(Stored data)
........

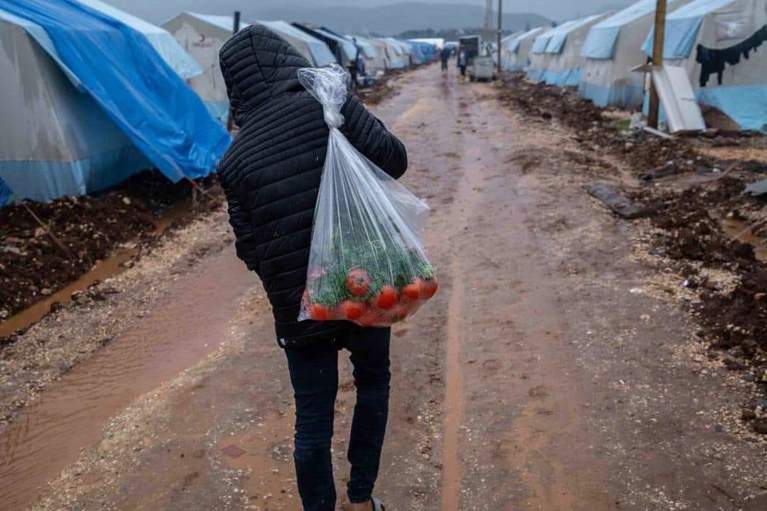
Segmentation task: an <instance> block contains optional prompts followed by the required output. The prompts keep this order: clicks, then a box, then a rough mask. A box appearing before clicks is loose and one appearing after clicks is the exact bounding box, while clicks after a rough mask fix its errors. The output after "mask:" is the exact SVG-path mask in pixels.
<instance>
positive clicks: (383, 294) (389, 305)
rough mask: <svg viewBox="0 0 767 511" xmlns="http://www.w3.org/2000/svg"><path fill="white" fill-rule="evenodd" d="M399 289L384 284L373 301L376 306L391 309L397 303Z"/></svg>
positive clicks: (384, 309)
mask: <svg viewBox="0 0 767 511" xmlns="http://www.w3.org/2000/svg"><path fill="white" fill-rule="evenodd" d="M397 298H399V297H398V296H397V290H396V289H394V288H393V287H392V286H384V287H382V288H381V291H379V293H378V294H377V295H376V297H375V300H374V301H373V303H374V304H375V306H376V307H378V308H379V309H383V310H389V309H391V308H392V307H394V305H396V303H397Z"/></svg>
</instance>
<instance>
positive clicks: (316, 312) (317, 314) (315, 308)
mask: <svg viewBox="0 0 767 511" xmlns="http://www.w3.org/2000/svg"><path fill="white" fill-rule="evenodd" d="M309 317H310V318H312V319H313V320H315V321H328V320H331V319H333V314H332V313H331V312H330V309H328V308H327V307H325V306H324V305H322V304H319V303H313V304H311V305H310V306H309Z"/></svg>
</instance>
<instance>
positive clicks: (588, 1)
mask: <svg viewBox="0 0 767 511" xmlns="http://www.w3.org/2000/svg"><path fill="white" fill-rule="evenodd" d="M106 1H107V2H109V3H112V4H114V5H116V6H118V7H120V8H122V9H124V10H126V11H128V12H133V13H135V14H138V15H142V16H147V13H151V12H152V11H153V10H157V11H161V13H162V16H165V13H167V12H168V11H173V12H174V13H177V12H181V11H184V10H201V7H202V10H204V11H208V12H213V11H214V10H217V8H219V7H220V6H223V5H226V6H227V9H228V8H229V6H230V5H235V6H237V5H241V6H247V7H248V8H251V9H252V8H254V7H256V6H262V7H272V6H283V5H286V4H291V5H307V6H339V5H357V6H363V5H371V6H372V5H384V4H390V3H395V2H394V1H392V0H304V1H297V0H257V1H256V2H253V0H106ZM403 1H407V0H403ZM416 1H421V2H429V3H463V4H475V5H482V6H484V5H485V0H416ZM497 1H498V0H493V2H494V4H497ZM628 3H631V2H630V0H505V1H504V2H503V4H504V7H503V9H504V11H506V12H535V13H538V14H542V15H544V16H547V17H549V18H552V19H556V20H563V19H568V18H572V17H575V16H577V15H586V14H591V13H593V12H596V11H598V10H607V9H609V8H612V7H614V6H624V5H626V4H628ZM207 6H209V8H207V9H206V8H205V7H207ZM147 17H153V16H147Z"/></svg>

........

- _REQUIRED ACTION_
Whichever lines of the data include the word "rough", pull them out.

- _EXERCISE RESPONSE_
Segmentation task: an <instance> block contains optional prompts followed by the required output. The prompts keep this order: clicks, then a box, then a rough mask. A box appearing before clicks is loose and one appearing after clicks is the exact bounding box, while clicks after a rough mask fix its errors. The output after "mask:" is the exact SVG-path mask in pixels.
rough mask: <svg viewBox="0 0 767 511" xmlns="http://www.w3.org/2000/svg"><path fill="white" fill-rule="evenodd" d="M399 289L384 284L373 301L376 306L391 309L397 303Z"/></svg>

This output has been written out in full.